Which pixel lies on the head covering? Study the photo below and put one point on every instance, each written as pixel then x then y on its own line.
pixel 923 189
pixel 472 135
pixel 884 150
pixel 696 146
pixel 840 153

################

Can you quote the listing above verbatim, keeping each line as it stands?

Which pixel lies on the head covering? Study the photo below and put one point on every instance, each written as pixel then x then y on its own line.
pixel 923 189
pixel 472 135
pixel 884 150
pixel 696 146
pixel 840 153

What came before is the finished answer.